#### Document passage ####
The Princess Mary, Princess Royal and Countess of Harewood
In 1922 she married Henry, Viscount Lascelles, a man 15 years her senior at Wesminster Abbey. At first they made their home at Goldsborough Hall, near Knaresborough. Seven years after their wedding, Lord Lascelles succeeded his father as the sixth Earl of Harewood and they moved into Harewood House. Princess Mary loved Yorkshire and she was known as the 'Yorkshire Princess'. They had two sons, George the present Earl of Harewood, born in 1922 and Gerald born in 1923.

Mary, Princess Royal, 1935Follow the links to learn more about this woman, the first daughter of the first Windsors. A woman of real substance, dignity, devotion. And quite the handsome lass, as well. Princess Di was not the first lovely lady in the British Royal family of Windsors. The Princess Mary, Princess Royal and Countess of Harewood was that lady.

The Princess Mary, Princess Royal and Countess of Harewood at Google


Joubert said...

I suppose I should not be surprised by this post since you're a history scholar. The Saxe Coburg Hohenzollern Battenberg aka Mountbatten Windsor women were handsome but the men all seemed to be chinless wonders. Maybe it's because a long face and small chin suits females but not males.

benning said...

Just look at Georges V & VI. The big, pale eyes in those long narrow faces. Poor Chuck didn't have a chance.

WomanHonorThyself said...

A woman of real substance, dignity, devotion. ..where are those women Benning?..nice post!

Gayle said...

That was quite interesting as I love history but haven't really read much about the Windsors.
#### Extracted data ####
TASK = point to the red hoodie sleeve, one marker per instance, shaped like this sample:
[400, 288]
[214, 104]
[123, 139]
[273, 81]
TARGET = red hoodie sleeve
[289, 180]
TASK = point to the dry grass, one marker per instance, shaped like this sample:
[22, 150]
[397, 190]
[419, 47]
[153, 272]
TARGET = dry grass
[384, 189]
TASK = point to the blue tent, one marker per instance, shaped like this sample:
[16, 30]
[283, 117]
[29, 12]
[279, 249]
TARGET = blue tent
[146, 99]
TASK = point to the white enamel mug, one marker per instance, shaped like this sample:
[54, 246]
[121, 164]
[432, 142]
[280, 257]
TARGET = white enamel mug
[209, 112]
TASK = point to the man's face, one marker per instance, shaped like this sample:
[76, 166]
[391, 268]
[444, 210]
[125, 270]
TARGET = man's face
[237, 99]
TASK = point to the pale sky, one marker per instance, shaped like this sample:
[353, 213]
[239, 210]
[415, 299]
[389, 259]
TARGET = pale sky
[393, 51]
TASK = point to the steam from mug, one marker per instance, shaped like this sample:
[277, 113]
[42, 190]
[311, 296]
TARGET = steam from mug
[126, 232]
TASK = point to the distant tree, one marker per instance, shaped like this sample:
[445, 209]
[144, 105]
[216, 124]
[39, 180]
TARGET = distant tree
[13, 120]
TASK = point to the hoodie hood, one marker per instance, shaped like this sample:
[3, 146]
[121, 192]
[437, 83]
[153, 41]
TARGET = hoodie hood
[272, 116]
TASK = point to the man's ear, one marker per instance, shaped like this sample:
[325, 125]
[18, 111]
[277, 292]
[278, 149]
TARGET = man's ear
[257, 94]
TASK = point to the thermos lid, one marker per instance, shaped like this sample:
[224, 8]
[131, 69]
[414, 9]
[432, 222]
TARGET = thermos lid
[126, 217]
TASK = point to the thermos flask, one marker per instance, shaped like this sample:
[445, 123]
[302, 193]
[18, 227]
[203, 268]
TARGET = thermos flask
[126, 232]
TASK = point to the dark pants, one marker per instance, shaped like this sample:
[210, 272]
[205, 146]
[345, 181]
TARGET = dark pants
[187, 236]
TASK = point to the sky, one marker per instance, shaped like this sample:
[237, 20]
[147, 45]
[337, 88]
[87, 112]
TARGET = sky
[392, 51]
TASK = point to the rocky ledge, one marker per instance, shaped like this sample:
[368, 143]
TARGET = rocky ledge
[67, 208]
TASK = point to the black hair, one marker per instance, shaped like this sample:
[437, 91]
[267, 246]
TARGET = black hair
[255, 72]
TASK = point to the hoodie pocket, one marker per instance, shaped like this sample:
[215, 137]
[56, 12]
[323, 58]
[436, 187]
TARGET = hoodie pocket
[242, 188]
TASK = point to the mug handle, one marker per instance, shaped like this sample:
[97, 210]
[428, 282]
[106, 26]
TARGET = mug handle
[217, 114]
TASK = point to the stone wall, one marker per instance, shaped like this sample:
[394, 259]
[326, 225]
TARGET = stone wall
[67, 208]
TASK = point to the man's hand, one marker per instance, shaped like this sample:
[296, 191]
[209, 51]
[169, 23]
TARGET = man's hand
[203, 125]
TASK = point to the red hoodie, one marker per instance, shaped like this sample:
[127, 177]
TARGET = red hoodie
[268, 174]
####
• [Directions for this task]
Carry on the blog post about Princess Mary, the Princess Royal, from the point where it stops.

• [Right answer]
I think it's very cruel of the press to point out that they are "horse-faced". It's not like people get to pick out what they're going to look like before they are born. This society is far too looks conscious! Far more stock should be put in a person's character instead of a person's looks.

benning said...

The modern press has gotten very ugly.

shoprat said...

A lot of journalists and historians can't bring themselves to praise Royalty. Many of them were praiseworthy, and when they do their jobs they can make a big difference. Queen Victoria was mocked as a puritanical prude, but look what she did with the British Empire and its culture. Even in a Constitutional monarchy the person on the throne could make a big difference.

Batya said...

Great post. History made fun.
Liz II's younger kids are better looking.

benning said...

But you'll notice the Princes, William and Harry, both have the narrow heads of the Windsor men.

Brooke said...

You are right, Benning. The press just loves to get down and dirty.

I suppose it's easy to pick on dead royalty.